Excerpts from a detection dataset:
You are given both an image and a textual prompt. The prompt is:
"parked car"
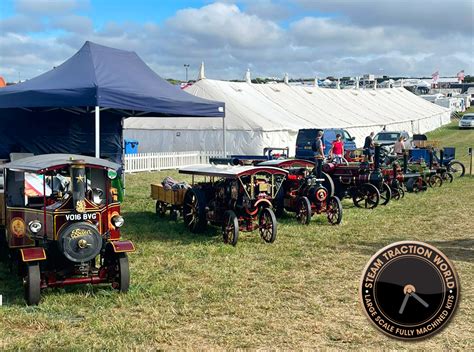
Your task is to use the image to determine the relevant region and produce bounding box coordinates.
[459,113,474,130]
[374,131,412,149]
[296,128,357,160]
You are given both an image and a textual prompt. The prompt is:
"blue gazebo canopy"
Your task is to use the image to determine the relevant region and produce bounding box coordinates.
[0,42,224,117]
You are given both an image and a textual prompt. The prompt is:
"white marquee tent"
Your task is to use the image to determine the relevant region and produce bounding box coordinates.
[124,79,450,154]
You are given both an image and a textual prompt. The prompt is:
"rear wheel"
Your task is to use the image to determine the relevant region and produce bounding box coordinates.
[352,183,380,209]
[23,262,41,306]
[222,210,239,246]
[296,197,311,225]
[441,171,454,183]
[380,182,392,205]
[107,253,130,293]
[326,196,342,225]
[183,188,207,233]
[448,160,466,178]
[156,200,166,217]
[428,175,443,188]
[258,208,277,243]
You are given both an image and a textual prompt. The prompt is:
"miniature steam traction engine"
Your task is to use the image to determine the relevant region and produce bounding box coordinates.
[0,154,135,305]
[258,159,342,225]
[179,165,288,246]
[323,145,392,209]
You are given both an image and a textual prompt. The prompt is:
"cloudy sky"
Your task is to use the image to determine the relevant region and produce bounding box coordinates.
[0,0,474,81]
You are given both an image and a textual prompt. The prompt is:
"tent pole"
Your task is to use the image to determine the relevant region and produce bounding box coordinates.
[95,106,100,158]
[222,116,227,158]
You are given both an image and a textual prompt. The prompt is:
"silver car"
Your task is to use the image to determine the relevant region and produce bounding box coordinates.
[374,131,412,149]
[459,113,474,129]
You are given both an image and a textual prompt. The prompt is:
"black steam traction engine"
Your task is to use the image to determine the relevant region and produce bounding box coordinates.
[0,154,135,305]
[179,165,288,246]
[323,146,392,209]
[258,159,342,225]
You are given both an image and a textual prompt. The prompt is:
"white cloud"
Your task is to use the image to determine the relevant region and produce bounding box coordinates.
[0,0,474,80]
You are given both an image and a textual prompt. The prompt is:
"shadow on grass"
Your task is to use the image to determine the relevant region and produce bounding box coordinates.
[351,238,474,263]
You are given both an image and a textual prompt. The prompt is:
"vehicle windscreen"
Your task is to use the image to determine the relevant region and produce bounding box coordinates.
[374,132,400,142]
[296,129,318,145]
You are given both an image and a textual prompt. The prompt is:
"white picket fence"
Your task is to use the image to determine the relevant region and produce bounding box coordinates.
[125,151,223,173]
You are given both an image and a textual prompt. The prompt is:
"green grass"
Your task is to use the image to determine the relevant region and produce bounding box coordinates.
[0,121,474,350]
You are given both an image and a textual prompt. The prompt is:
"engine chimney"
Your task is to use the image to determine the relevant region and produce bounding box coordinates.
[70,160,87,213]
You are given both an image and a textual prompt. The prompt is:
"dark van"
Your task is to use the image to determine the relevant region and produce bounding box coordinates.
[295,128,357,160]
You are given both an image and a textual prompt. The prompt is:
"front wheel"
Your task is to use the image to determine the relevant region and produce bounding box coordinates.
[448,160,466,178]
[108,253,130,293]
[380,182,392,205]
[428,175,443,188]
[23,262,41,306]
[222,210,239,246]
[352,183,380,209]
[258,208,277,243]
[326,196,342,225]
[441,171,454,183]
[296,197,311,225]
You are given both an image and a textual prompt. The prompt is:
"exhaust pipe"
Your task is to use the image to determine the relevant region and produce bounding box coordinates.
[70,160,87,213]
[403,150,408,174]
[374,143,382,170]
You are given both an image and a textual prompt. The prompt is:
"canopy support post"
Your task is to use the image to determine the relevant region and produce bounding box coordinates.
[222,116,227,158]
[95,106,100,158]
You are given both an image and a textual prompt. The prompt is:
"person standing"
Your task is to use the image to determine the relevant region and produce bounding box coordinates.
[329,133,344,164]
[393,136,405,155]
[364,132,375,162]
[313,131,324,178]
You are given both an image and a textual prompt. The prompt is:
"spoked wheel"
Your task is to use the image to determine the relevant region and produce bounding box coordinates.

DO THIS — Convert the lines from the first one through the line containing "[296,128,357,160]" into a Markdown table with the columns Row and Line. Drop blank lines and leave out the pictures.

ANSWER TO THE EXERCISE —
| Row | Line |
|---|---|
| 1 | You are given both an image and a textual prompt. The prompt is: |
| 2 | "parked car" |
| 3 | Your task is to use the image to determine the relevant region and produce bounding box coordinates. |
| 4 | [459,113,474,130] |
| 5 | [374,131,412,149] |
| 6 | [296,128,357,160] |